[Entries for labeling with bounding boxes]
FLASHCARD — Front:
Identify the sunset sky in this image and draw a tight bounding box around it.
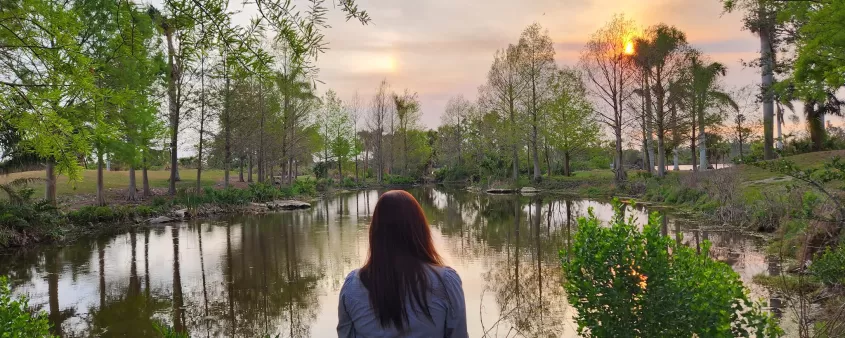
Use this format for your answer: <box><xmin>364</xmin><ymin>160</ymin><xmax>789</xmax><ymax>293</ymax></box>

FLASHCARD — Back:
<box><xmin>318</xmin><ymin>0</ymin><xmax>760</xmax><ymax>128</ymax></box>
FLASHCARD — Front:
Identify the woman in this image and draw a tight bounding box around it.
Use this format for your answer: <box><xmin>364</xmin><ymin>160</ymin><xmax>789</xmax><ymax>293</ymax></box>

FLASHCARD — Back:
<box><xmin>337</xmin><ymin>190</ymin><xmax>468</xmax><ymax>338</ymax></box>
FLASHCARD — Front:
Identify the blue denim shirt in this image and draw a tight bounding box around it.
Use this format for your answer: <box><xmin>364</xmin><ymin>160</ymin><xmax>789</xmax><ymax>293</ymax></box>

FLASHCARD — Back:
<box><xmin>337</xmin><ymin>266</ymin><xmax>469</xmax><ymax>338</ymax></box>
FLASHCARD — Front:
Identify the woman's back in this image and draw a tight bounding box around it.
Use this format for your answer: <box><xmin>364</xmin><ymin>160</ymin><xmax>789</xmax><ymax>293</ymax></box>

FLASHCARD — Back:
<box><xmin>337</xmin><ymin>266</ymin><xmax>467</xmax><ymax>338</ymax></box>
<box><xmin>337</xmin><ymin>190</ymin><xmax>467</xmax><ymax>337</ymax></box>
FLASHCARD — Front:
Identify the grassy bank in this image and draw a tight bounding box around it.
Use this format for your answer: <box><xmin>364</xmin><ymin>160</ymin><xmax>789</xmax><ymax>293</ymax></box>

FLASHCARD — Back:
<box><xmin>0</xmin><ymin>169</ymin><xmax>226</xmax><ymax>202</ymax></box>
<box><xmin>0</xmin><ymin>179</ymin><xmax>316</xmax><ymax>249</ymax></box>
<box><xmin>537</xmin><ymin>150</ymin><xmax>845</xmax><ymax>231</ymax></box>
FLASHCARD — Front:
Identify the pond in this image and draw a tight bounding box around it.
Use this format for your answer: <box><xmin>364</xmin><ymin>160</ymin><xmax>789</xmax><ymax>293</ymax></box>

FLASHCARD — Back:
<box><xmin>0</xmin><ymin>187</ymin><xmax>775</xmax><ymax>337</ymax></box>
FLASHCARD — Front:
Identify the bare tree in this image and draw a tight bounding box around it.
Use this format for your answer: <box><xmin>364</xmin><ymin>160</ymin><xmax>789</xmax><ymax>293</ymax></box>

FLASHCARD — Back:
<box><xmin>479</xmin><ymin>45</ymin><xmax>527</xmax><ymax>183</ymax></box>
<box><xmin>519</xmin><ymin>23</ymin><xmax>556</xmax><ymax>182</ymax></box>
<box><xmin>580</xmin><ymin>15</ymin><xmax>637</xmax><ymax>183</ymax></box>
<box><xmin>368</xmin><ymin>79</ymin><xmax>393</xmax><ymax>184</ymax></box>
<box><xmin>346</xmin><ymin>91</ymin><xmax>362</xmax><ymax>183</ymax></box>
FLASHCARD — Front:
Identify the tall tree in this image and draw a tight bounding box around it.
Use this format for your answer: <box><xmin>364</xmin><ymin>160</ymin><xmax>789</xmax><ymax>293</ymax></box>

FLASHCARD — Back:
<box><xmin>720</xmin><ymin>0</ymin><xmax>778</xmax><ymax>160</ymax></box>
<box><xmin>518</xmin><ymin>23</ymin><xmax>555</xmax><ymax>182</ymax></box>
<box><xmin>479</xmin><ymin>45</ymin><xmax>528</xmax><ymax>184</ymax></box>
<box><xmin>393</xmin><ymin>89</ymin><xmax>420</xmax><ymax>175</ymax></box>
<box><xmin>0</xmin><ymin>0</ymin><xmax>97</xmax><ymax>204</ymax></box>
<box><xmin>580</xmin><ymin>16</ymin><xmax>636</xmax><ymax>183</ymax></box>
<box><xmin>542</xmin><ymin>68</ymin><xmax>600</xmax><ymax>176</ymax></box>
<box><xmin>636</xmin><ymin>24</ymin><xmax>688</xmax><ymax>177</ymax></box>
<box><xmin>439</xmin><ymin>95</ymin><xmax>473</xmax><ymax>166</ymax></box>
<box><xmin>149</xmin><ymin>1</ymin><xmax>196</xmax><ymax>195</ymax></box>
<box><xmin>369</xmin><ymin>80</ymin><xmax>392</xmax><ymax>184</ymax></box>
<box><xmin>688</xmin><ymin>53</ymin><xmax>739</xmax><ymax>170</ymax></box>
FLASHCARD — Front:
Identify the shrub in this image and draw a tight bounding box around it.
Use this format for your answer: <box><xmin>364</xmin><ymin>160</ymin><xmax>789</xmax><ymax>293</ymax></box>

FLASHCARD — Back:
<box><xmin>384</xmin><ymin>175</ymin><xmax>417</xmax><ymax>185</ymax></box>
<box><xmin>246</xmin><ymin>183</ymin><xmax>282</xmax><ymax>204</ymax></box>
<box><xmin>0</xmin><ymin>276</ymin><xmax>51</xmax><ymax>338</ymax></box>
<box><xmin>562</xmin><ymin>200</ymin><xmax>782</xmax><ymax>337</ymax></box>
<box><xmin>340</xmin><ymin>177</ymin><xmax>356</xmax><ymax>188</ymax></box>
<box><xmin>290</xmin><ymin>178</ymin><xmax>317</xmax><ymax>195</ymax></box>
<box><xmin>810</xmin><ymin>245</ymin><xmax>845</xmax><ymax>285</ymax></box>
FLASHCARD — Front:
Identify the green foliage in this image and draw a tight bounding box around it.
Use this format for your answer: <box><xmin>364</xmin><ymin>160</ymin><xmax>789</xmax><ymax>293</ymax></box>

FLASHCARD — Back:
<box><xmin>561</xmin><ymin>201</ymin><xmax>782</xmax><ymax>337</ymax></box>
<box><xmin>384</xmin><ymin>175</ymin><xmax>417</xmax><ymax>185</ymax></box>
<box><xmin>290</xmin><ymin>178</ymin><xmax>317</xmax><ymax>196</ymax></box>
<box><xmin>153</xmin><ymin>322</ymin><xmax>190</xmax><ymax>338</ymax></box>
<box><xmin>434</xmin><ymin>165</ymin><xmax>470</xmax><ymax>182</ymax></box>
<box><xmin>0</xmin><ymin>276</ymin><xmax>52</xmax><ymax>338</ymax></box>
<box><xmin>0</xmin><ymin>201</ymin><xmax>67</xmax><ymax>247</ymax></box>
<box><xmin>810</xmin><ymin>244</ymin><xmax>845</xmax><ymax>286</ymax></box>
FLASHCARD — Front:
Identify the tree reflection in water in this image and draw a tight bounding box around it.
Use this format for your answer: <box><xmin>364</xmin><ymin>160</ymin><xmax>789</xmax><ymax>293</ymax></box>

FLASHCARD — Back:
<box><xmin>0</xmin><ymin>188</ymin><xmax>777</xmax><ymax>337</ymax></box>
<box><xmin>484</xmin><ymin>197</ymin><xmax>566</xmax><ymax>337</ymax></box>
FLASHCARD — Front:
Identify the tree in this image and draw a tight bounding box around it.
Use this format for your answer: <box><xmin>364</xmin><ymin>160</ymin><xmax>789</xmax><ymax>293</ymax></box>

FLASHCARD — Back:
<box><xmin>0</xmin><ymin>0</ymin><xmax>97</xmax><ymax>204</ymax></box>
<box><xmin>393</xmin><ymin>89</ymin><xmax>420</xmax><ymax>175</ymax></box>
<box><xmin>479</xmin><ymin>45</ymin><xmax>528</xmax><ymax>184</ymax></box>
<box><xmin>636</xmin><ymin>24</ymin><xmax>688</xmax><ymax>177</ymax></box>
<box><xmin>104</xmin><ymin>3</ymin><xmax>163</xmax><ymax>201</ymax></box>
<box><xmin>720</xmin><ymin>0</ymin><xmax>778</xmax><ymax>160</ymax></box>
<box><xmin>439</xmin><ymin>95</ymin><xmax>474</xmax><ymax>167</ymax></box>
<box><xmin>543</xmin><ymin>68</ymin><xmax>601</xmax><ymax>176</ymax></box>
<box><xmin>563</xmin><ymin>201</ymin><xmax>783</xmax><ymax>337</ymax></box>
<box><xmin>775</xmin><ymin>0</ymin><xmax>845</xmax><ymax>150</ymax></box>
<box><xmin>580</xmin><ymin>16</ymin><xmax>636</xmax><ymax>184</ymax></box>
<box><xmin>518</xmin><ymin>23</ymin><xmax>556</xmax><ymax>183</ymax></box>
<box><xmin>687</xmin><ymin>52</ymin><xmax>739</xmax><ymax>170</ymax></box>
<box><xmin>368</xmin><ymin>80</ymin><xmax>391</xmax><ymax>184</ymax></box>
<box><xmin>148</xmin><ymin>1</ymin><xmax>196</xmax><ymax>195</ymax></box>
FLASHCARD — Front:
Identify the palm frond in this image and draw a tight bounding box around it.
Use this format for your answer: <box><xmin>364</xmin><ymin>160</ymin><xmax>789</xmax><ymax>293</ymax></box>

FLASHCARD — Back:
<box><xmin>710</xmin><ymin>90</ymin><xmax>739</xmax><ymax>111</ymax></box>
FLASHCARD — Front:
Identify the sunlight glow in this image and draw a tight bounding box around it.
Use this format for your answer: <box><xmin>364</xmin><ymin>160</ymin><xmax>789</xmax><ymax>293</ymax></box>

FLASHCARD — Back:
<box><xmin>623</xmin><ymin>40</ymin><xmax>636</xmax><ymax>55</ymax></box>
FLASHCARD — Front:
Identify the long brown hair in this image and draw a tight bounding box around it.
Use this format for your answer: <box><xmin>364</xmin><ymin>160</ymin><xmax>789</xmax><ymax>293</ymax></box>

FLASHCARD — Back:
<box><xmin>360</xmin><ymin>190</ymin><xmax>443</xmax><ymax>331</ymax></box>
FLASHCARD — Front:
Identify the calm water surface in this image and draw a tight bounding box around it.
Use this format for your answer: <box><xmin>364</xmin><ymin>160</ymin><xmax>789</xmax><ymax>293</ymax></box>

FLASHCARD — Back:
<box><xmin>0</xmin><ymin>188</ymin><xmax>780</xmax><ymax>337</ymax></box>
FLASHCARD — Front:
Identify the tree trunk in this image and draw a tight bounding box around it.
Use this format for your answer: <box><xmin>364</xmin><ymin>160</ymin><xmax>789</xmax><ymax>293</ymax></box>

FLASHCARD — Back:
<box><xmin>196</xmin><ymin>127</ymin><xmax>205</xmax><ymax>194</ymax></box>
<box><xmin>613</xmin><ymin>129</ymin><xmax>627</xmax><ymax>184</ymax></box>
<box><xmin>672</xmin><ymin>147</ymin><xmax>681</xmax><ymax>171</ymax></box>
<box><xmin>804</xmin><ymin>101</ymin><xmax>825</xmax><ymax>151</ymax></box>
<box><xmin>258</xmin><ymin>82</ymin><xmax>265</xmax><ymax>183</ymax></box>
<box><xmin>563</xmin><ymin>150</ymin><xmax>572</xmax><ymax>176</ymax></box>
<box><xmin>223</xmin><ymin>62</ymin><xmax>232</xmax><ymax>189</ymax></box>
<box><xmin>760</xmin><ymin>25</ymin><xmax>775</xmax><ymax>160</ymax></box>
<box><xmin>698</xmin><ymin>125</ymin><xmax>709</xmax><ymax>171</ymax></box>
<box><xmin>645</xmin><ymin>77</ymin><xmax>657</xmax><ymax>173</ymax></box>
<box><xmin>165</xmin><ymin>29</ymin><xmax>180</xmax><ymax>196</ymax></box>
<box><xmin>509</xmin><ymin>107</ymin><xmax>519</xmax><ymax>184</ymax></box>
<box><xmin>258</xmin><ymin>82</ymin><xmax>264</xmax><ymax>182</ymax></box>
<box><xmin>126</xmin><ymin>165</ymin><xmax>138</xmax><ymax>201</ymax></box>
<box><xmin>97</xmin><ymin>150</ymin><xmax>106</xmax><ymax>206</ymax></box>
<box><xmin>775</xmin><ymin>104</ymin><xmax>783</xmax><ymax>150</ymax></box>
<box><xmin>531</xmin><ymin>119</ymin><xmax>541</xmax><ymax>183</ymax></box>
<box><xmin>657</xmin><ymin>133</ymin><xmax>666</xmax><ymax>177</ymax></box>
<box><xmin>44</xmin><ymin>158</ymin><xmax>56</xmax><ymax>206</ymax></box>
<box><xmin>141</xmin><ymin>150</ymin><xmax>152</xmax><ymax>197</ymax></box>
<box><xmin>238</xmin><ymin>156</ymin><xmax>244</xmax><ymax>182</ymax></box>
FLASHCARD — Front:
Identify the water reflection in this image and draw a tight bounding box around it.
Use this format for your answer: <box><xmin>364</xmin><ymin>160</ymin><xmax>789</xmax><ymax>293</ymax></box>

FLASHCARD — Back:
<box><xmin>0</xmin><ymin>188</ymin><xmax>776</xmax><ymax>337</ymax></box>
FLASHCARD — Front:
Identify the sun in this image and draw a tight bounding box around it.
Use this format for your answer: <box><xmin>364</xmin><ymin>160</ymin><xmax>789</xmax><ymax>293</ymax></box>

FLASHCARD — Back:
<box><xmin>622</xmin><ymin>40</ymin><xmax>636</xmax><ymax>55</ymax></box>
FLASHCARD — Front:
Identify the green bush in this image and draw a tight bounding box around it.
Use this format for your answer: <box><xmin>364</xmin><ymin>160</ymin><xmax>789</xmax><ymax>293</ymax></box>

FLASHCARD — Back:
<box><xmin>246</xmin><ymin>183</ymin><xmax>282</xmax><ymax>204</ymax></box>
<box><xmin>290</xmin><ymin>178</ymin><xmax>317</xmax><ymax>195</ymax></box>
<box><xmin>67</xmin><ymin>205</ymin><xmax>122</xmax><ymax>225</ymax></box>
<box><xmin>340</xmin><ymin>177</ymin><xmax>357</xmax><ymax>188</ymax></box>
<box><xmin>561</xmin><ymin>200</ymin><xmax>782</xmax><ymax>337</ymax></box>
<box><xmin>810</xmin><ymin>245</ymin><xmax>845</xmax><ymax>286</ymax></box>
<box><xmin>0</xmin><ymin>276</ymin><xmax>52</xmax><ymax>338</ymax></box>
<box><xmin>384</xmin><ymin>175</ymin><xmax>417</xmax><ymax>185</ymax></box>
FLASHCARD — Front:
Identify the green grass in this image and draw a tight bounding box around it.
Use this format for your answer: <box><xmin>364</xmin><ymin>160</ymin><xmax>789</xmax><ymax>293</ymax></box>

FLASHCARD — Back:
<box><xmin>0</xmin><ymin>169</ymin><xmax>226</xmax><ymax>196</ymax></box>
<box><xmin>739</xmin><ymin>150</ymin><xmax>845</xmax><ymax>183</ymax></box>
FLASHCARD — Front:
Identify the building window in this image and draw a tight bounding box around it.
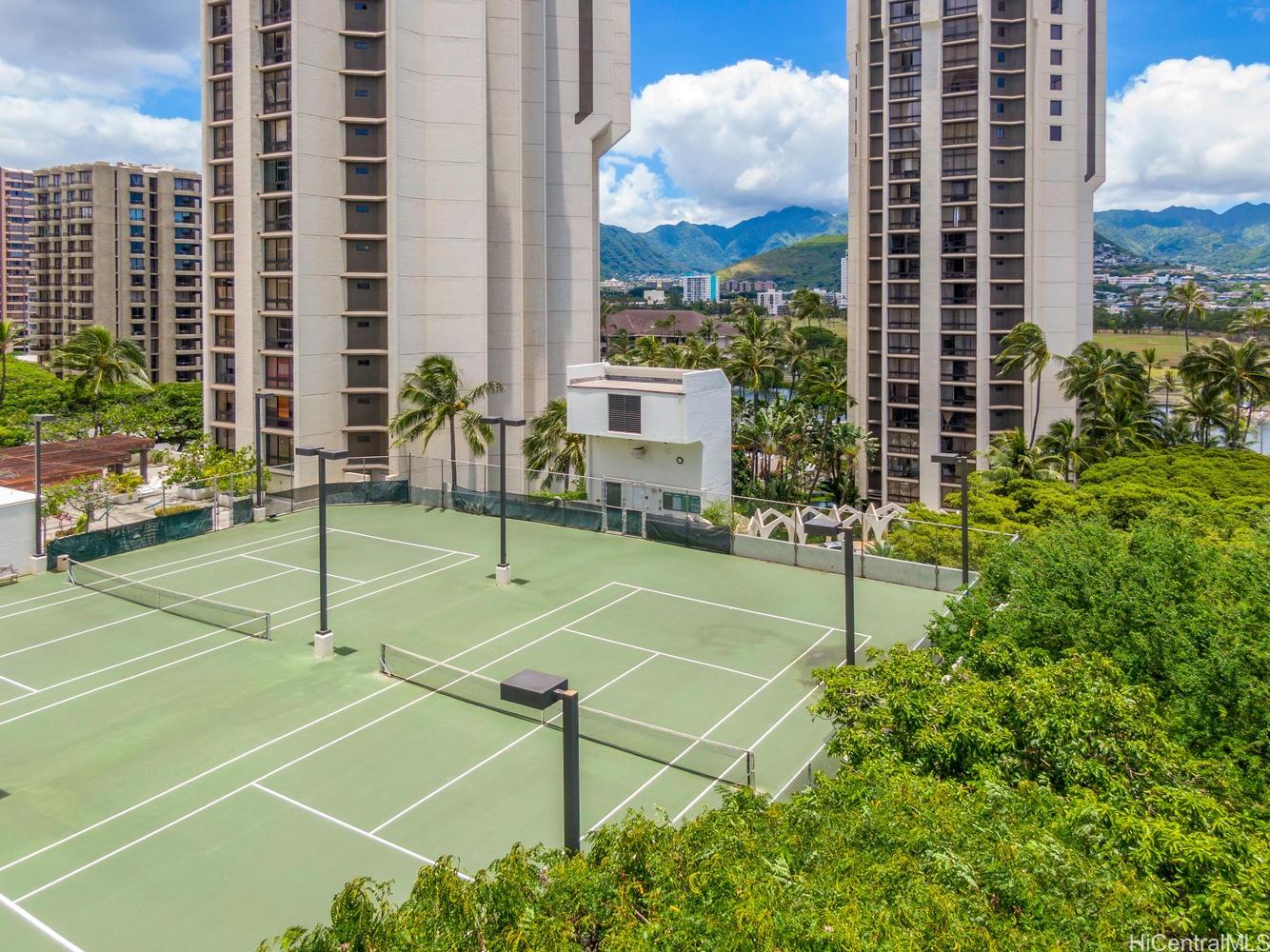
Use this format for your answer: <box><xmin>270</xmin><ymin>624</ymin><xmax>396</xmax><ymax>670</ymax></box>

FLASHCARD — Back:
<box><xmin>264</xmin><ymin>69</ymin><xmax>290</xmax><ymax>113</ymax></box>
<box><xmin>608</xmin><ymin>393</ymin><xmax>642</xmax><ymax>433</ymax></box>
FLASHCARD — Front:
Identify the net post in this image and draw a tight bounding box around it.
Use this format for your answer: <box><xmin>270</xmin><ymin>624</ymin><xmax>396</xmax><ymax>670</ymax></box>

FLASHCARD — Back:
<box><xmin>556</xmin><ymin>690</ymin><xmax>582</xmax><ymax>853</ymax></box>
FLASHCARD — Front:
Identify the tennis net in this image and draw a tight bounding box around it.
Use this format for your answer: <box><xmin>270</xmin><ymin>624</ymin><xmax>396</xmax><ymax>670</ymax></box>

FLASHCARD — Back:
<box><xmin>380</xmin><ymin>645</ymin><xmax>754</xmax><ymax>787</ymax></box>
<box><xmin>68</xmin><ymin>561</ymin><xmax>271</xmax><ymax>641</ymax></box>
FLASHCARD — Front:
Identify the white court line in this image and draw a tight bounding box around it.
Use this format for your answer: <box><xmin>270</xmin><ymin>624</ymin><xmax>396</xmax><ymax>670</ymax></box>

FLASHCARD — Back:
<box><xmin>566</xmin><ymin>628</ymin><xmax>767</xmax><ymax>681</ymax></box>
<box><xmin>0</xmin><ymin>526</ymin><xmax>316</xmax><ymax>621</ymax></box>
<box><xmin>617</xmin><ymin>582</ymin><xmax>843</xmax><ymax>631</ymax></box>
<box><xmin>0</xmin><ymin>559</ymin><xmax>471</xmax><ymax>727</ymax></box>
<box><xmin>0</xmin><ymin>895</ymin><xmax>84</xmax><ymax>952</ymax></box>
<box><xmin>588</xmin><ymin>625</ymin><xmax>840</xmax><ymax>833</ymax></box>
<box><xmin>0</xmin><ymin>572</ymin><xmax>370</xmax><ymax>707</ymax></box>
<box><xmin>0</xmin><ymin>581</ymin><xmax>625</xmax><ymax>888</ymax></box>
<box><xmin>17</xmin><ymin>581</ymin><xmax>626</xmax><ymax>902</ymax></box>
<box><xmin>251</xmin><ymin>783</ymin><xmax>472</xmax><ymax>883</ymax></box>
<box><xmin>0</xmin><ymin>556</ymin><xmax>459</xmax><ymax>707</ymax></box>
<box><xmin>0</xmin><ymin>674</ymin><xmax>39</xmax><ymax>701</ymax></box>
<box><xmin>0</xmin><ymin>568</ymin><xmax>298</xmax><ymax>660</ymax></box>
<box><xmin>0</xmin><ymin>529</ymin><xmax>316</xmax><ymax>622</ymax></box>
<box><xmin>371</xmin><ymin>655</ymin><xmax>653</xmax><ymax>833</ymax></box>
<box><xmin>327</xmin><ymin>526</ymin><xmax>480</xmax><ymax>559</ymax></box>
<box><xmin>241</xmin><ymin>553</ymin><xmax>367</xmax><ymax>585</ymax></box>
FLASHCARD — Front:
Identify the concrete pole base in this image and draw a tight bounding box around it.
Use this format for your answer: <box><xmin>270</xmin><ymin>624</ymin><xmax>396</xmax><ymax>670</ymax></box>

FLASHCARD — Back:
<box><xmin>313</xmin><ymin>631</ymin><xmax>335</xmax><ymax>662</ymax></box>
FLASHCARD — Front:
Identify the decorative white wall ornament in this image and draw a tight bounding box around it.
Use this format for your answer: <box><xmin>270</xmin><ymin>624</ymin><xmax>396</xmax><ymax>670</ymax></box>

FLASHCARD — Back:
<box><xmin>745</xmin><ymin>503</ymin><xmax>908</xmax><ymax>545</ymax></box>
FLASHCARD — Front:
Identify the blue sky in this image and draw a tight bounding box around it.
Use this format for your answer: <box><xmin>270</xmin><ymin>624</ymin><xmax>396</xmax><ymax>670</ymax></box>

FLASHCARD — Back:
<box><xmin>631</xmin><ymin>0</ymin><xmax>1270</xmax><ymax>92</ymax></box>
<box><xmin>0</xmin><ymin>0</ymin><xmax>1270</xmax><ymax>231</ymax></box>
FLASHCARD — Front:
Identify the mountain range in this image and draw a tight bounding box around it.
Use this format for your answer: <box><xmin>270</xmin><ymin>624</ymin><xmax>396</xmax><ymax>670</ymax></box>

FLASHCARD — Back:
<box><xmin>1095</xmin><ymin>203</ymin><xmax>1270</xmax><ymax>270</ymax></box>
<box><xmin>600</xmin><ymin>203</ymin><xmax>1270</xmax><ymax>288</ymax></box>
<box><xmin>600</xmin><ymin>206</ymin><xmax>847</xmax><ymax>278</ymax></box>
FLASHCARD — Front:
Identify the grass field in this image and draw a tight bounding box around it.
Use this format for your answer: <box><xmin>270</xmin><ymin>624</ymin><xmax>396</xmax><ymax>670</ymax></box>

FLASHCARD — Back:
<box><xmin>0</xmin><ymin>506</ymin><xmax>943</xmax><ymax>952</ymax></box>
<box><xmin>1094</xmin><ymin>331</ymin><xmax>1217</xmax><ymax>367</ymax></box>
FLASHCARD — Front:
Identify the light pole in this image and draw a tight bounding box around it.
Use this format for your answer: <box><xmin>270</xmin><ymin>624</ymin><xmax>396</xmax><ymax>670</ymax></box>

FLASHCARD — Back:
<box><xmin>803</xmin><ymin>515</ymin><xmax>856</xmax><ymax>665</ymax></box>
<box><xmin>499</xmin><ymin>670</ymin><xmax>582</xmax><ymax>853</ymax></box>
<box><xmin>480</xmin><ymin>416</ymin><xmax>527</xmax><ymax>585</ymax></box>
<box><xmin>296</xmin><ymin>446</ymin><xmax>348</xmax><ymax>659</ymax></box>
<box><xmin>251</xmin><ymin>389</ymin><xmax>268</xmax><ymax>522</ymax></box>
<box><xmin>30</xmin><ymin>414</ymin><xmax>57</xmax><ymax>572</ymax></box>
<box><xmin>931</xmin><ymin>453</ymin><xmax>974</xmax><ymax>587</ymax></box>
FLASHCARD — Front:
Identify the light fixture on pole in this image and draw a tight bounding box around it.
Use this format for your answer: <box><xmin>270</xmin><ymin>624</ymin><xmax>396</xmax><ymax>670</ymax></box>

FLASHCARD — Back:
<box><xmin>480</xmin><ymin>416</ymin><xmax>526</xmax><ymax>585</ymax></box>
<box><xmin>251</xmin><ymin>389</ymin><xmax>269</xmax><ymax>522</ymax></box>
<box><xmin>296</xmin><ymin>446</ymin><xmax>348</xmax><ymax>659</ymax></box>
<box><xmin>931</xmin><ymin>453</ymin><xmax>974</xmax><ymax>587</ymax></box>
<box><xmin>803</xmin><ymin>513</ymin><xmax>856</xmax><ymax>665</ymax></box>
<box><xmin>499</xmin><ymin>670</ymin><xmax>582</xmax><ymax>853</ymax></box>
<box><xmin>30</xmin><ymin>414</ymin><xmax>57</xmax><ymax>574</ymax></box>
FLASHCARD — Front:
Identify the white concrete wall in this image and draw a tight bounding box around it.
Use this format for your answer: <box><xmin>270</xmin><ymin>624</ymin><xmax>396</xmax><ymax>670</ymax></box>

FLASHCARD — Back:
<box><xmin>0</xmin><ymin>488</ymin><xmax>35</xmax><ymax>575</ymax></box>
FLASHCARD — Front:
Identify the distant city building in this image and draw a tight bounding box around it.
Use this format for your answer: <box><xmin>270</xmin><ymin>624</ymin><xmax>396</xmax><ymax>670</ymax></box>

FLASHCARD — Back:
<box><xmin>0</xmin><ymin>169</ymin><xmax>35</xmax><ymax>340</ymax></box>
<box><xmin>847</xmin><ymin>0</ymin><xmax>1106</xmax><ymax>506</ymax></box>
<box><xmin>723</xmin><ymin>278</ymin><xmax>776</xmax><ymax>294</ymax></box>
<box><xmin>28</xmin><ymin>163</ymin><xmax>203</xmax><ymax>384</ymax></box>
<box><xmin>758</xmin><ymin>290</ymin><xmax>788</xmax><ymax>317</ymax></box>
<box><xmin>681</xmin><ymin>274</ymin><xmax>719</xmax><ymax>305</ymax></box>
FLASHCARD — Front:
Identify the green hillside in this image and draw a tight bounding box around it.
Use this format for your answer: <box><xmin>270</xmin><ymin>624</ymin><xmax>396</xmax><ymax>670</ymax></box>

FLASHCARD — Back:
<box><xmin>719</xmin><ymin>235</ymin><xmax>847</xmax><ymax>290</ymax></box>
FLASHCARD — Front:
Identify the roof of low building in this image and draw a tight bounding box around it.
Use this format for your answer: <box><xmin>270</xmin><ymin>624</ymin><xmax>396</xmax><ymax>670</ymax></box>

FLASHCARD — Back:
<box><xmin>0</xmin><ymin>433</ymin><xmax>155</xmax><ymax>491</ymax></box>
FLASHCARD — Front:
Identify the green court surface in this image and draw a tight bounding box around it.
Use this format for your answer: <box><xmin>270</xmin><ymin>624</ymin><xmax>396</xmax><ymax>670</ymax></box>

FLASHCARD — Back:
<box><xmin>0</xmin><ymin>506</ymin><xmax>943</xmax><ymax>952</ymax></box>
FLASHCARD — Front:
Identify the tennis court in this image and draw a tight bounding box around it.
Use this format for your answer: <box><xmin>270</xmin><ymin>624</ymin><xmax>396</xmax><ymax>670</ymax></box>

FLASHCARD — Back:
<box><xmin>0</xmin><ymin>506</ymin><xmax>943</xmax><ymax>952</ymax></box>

STATED PROBLEM:
Pick out every line in the material above that contains the word "concrete" and copy each one.

FINAL ANSWER:
Identify the concrete pole base in this image and draw a tight bounding box around it.
Identify the white concrete wall in this image and draw a tight bounding box around it.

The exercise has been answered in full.